#### TAREA SOLICITADA 1
En el texto sobre la fe y el orden del hogar, reproduce el fragmento que abre con las palabras que contienen "Y algo dentro" y cierra con "mensaje pierde peso.", cambiando "hogar" por "casa".
#### TAREA SOLICITADA 2
Retoma el texto sobre la fe y el orden del hogar a partir de su última oración.

#### TEXTO DADO
#####

28/02/2026
Hace años, cuando estaba en radio, escuché a unas hermanas decir algo que se me quedó grabado: “No importa si la casa está patas arriba… lo primero es servir a Dios.”
Y algo dentro de mí se incomodó, porque servir a Dios nunca ha sido excusa para el desorden o acumulación sino todo lo contrario.
En Tito 2 se nos habla de ser prudentes, cuidadosas del hogar, hacendosas y ojo no por machismo, no por cultura, sino para que la palabra de Dios no sea blasfemada y eso es fuerte, porque cuando descuidamos lo básico mientras presumimos lo espiritual, el mensaje pierde peso.
Ahora, no se trata de tener la casa perfecta tipo pinterest con los mejores muebles, se trata de coherencia, pues no podemos hablar de un Dios de orden mientras nuestro entorno refleja abandono, mi abuelita decía "pobrecitos pero limpiecitos" jeje
No podemos decir que Él gobierna nuestra vida si no gobernamos lo que está bajo nuestra responsabilidad.

#####

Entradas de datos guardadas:
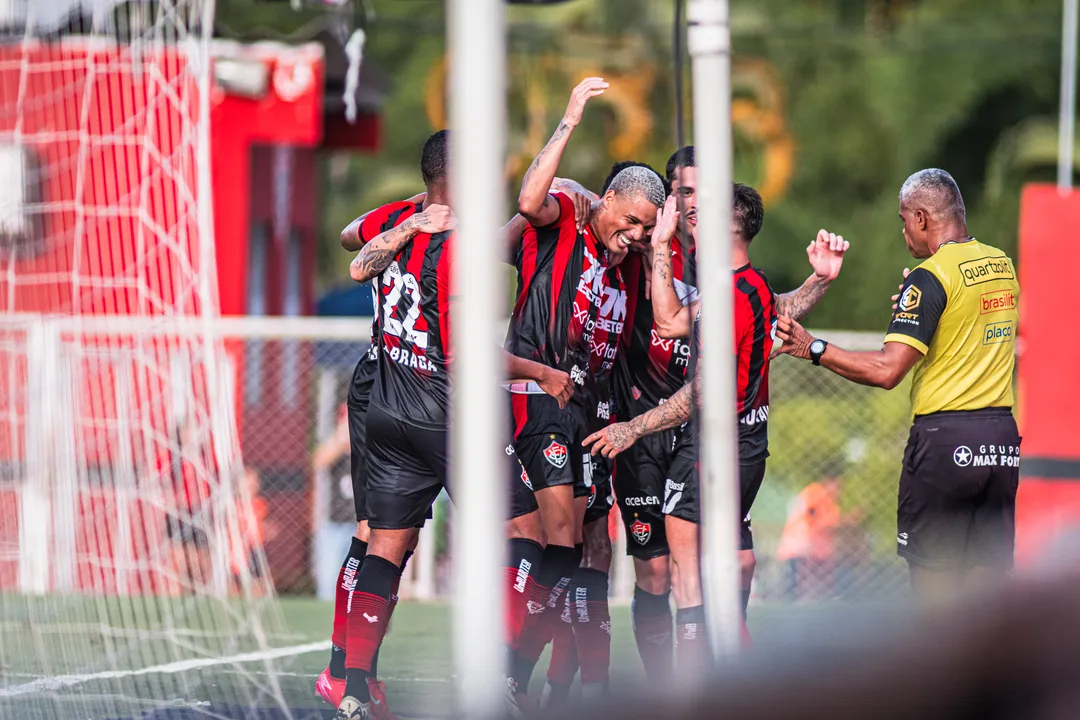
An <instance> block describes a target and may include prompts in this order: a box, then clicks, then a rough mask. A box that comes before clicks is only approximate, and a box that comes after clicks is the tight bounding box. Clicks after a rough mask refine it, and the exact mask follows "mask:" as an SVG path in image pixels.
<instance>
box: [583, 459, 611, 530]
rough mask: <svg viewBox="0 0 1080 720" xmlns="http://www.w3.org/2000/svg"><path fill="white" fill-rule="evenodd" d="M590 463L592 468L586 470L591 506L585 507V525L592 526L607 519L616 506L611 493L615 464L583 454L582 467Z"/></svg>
mask: <svg viewBox="0 0 1080 720" xmlns="http://www.w3.org/2000/svg"><path fill="white" fill-rule="evenodd" d="M584 463H589V464H590V465H591V467H590V468H589V470H586V471H585V472H586V473H588V475H586V480H585V483H583V485H586V487H588V489H589V495H588V497H589V504H588V505H586V506H585V519H584V522H583V524H584V525H591V524H592V522H596V521H597V520H604V519H607V516H608V515H609V514H610V513H611V506H612V505H613V504H615V498H613V497H612V493H611V468H612V467H613V463H612V462H611V461H610V460H609V459H607V458H605V457H603V456H593V454H589V453H588V452H585V453H583V459H582V466H583V467H585V465H584Z"/></svg>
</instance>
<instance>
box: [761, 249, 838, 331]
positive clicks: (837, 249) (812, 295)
mask: <svg viewBox="0 0 1080 720" xmlns="http://www.w3.org/2000/svg"><path fill="white" fill-rule="evenodd" d="M849 246H850V243H848V242H847V241H845V240H843V235H837V234H836V233H832V232H826V231H824V230H819V231H818V237H816V239H815V240H814V241H813V242H812V243H810V245H809V246H808V247H807V257H809V258H810V267H811V268H813V274H812V275H810V276H809V277H807V282H805V283H802V285H801V286H800V287H799V288H798V289H797V290H792V291H791V293H784V294H783V295H780V296H778V297H777V314H778V315H786V316H788V317H792V318H794V320H802V318H804V317H806V316H807V314H808V313H809V312H810V311H811V310H813V307H814V305H815V304H818V302H819V301H820V300H821V299H822V298H823V297H825V290H827V289H828V286H829V285H831V284H832V283H833V281H834V280H836V277H837V276H838V275H839V274H840V267H841V266H842V264H843V254H845V253H847V252H848V247H849Z"/></svg>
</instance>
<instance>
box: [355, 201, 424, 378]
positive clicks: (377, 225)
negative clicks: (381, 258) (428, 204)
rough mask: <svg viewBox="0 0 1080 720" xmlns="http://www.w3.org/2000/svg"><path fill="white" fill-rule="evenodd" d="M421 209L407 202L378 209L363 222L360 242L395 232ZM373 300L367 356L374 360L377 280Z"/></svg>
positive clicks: (368, 241) (372, 289)
mask: <svg viewBox="0 0 1080 720" xmlns="http://www.w3.org/2000/svg"><path fill="white" fill-rule="evenodd" d="M421 207H422V205H421V204H420V203H413V202H409V201H407V200H401V201H397V202H393V203H388V204H386V205H382V206H381V207H376V208H375V209H374V210H372V212H370V213H368V214H367V215H365V216H364V220H363V222H361V223H360V230H359V231H357V233H356V234H357V235H359V236H360V242H361V243H362V244H364V245H366V244H367V243H369V242H372V241H373V240H375V239H376V237H377V236H379V235H381V234H382V233H384V232H386V231H388V230H393V229H394V228H396V227H397V226H399V225H400V223H401V222H403V221H404V220H405V219H406V218H408V217H411V216H413V215H416V214H417V213H419V212H420V208H421ZM372 298H373V299H374V302H375V305H374V307H375V316H374V317H372V344H370V348H369V350H368V353H367V355H368V357H370V358H373V359H374V358H375V352H376V349H377V348H378V344H379V310H378V308H379V290H378V281H377V280H373V281H372Z"/></svg>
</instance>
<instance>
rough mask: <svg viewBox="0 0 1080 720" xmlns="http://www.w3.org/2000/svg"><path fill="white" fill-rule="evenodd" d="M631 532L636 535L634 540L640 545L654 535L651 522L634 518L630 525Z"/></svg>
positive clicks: (630, 532) (630, 529)
mask: <svg viewBox="0 0 1080 720" xmlns="http://www.w3.org/2000/svg"><path fill="white" fill-rule="evenodd" d="M630 534H632V535H634V540H636V541H637V544H638V545H644V544H645V543H647V542H649V538H651V536H652V525H651V524H650V522H642V521H640V520H634V522H633V524H632V525H631V526H630Z"/></svg>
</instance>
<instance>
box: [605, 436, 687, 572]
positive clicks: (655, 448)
mask: <svg viewBox="0 0 1080 720" xmlns="http://www.w3.org/2000/svg"><path fill="white" fill-rule="evenodd" d="M675 437H676V435H675V431H671V430H669V431H664V432H662V433H656V434H652V435H646V436H645V437H643V438H640V439H639V440H637V443H634V445H632V446H631V447H630V448H629V449H627V450H625V451H624V452H621V453H620V454H618V456H616V459H615V478H613V484H615V494H616V498H617V501H618V503H619V513H620V515H621V516H622V524H623V527H624V528H625V530H626V539H627V541H626V555H630V556H632V557H635V558H638V559H640V560H651V559H652V558H657V557H662V556H664V555H667V554H669V548H667V533H666V531H665V530H664V514H663V512H662V510H663V505H662V503H661V498H663V494H664V484H665V481H666V479H667V471H669V470H670V467H671V463H672V459H673V458H674V454H675V452H674V448H673V446H674V445H675Z"/></svg>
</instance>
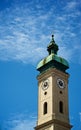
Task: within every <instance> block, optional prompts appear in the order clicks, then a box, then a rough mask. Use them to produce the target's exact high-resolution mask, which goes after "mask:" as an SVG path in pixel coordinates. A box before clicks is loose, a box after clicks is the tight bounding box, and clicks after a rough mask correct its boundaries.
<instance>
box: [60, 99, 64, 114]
mask: <svg viewBox="0 0 81 130" xmlns="http://www.w3.org/2000/svg"><path fill="white" fill-rule="evenodd" d="M59 112H60V113H63V102H62V101H60V102H59Z"/></svg>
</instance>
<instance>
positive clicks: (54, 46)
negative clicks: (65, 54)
mask: <svg viewBox="0 0 81 130" xmlns="http://www.w3.org/2000/svg"><path fill="white" fill-rule="evenodd" d="M58 50H59V49H58V45H57V44H56V43H55V41H54V35H52V40H51V42H50V44H49V45H48V47H47V51H48V53H49V55H48V56H47V57H46V58H44V59H42V60H41V61H40V62H39V63H38V65H37V70H39V71H40V73H41V72H44V71H45V70H47V69H49V68H57V69H59V70H61V71H63V72H65V70H66V69H68V68H69V64H68V62H67V60H65V59H64V58H61V57H59V56H58V55H57V51H58Z"/></svg>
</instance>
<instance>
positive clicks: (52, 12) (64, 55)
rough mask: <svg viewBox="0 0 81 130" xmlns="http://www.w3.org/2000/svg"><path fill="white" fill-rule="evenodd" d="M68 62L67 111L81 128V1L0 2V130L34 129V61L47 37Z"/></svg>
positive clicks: (37, 0)
mask: <svg viewBox="0 0 81 130" xmlns="http://www.w3.org/2000/svg"><path fill="white" fill-rule="evenodd" d="M52 34H54V35H55V41H56V43H57V44H58V46H59V52H58V55H60V56H62V57H64V58H65V59H67V60H68V62H69V64H70V69H69V70H68V72H69V73H70V79H69V113H70V122H71V124H73V125H74V127H73V128H72V130H81V101H80V100H81V99H80V98H81V85H80V81H81V1H80V0H31V1H30V0H0V92H1V93H0V127H1V130H23V129H24V130H33V127H34V126H35V123H36V120H37V79H36V76H37V74H38V72H37V71H36V65H37V63H38V62H39V61H40V60H41V59H42V58H44V57H45V56H46V55H48V54H47V51H46V49H47V45H48V44H49V42H50V39H51V35H52Z"/></svg>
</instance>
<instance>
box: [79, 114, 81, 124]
mask: <svg viewBox="0 0 81 130" xmlns="http://www.w3.org/2000/svg"><path fill="white" fill-rule="evenodd" d="M79 115H80V122H81V112H79Z"/></svg>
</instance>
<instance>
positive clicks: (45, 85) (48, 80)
mask: <svg viewBox="0 0 81 130" xmlns="http://www.w3.org/2000/svg"><path fill="white" fill-rule="evenodd" d="M48 87H49V80H48V79H46V80H44V81H43V82H42V89H43V90H46V89H47V88H48Z"/></svg>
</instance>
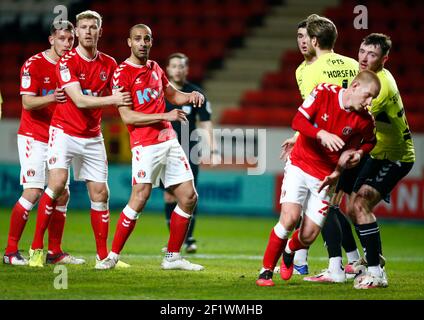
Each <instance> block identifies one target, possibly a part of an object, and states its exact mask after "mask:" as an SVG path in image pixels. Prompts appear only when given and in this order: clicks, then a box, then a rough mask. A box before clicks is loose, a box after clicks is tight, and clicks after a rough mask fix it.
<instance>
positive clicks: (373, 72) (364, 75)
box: [352, 70, 381, 92]
mask: <svg viewBox="0 0 424 320" xmlns="http://www.w3.org/2000/svg"><path fill="white" fill-rule="evenodd" d="M353 82H361V83H375V85H376V86H377V88H378V92H380V90H381V82H380V79H379V78H378V76H377V75H376V74H375V72H373V71H371V70H364V71H361V72H359V73H358V74H357V75H356V77H355V78H354V79H353V81H352V83H353Z"/></svg>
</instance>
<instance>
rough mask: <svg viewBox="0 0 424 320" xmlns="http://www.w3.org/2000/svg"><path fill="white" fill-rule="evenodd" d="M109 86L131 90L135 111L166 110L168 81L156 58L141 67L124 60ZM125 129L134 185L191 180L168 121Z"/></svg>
mask: <svg viewBox="0 0 424 320" xmlns="http://www.w3.org/2000/svg"><path fill="white" fill-rule="evenodd" d="M112 85H113V87H115V88H117V87H123V88H124V90H123V91H128V92H131V97H132V100H133V110H134V111H139V112H142V113H148V114H153V113H164V112H166V110H165V109H166V106H165V98H164V90H165V89H166V88H167V87H168V86H169V85H170V84H169V81H168V79H167V77H166V75H165V73H164V71H163V70H162V69H161V68H160V66H159V65H158V64H157V63H156V62H155V61H152V60H148V61H147V63H146V65H144V66H141V65H136V64H133V63H131V62H130V61H128V60H126V61H124V62H123V63H121V64H120V65H119V67H118V68H117V69H116V71H115V74H114V76H113V80H112ZM127 128H128V131H129V133H130V143H131V151H132V154H133V157H132V183H133V185H134V184H137V183H151V184H152V185H153V187H157V186H158V185H159V180H160V179H161V180H162V181H163V184H164V186H165V188H167V187H169V186H172V185H176V184H179V183H182V182H185V181H189V180H192V179H193V173H192V172H191V168H190V165H189V162H188V159H187V157H186V155H185V152H184V150H183V149H182V148H181V146H180V144H179V143H178V140H177V139H176V134H175V131H174V130H173V128H172V125H171V123H170V122H169V121H161V122H158V123H155V124H152V125H149V126H145V127H136V126H133V125H128V126H127Z"/></svg>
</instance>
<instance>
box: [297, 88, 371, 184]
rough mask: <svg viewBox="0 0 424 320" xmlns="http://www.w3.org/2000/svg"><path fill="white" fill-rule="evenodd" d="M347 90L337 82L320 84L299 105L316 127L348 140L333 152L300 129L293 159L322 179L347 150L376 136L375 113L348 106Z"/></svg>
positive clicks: (326, 175) (310, 174)
mask: <svg viewBox="0 0 424 320" xmlns="http://www.w3.org/2000/svg"><path fill="white" fill-rule="evenodd" d="M343 91H344V89H343V88H341V87H339V86H336V85H331V84H328V83H326V84H324V83H323V84H320V85H318V86H317V87H316V88H315V89H314V90H313V91H312V93H311V94H310V95H309V97H308V98H307V99H306V100H305V101H304V102H303V104H302V105H301V106H300V107H299V109H298V110H299V112H301V113H302V114H303V115H304V116H305V117H306V118H307V119H308V120H309V121H310V122H311V123H312V124H313V125H314V126H315V127H316V128H320V129H324V130H326V131H327V132H330V133H333V134H335V135H337V136H339V137H340V138H341V139H342V140H343V141H344V142H345V148H344V149H343V150H340V151H335V152H331V151H330V150H328V149H327V148H325V147H324V146H322V145H321V144H320V142H319V141H318V140H317V139H313V138H310V137H307V136H305V135H303V134H302V133H300V135H299V137H298V139H297V141H296V143H295V145H294V148H293V150H292V152H291V155H290V159H291V161H292V163H293V165H295V166H297V167H299V168H301V169H302V170H303V171H304V172H306V173H308V174H310V175H311V176H314V177H315V178H318V179H320V180H323V179H324V178H325V177H326V176H327V175H329V174H330V173H331V172H333V170H334V169H335V167H336V165H337V162H338V160H339V157H340V155H341V153H342V152H343V151H344V150H346V149H348V148H350V147H353V146H355V147H357V145H356V144H357V143H358V142H359V141H361V140H365V141H373V140H374V139H375V135H374V129H375V125H374V119H373V118H372V116H371V114H370V113H369V112H368V111H366V110H364V111H363V112H360V113H358V112H354V111H349V110H346V109H345V108H344V107H343V104H342V94H343Z"/></svg>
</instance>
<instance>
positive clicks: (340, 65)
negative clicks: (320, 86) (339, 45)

#####

#### RESULTADO OBTENIDO 1
Y algo dentro de mí se incomodó, porque servir a Dios nunca ha sido excusa para el desorden o acumulación sino todo lo contrario.
En Tito 2 se nos habla de ser prudentes, cuidadosas del casa, hacendosas y ojo no por machismo, no por cultura, sino para que la palabra de Dios no sea blasfemada y eso es fuerte, porque cuando descuidamos lo básico mientras presumimos lo espiritual, el mensaje pierde peso.

#### RESULTADO OBTENIDO 2
Servir en la iglesia es hermoso pero nuestro primer altar… es la casa y siempre lo diré...
A veces he pensando que el desorden constante no siempre es falta de tiempo a veces es falta de gobierno propio y cuando veo que se me acumulan cosas por hacer me pongo las pilas porque la limpieza no es solo estética, es atmósfera y refleja nuestro interior y también refleja cómo se administra lo que Dios nos dio.
Te pregunto, tú casa refleja paz, orden o refleja agotamiento sin dirección?